Reproduce the listing below line for line, changing nothing.

=== The records ===

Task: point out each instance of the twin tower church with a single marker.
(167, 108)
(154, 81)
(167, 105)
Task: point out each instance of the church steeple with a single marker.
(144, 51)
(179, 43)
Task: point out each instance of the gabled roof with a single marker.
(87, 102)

===

● **Written reply**:
Task: point out each instance of the twin tower church with a single marker.
(167, 108)
(154, 81)
(167, 105)
Task: point out each instance of the church steeple with a single marker.
(144, 51)
(179, 43)
Task: point out each instance of the gabled roof with a single marker.
(87, 102)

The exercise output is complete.